To do: List every line in the material that contains the word "instance".

Dataset excerpt:
-=-=-
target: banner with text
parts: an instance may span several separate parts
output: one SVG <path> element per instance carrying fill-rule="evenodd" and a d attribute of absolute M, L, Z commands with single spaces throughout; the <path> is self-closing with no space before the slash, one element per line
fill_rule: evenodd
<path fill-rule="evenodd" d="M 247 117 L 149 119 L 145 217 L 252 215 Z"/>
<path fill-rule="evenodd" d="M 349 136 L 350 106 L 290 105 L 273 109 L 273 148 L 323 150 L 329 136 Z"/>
-=-=-
Output of the task:
parts: an instance may span several separate parts
output: one SVG <path> element per instance carrying fill-rule="evenodd" and a d attribute of absolute M, L, Z commands with single spaces throughout; the <path> is self-closing with no space before the slash, one element per line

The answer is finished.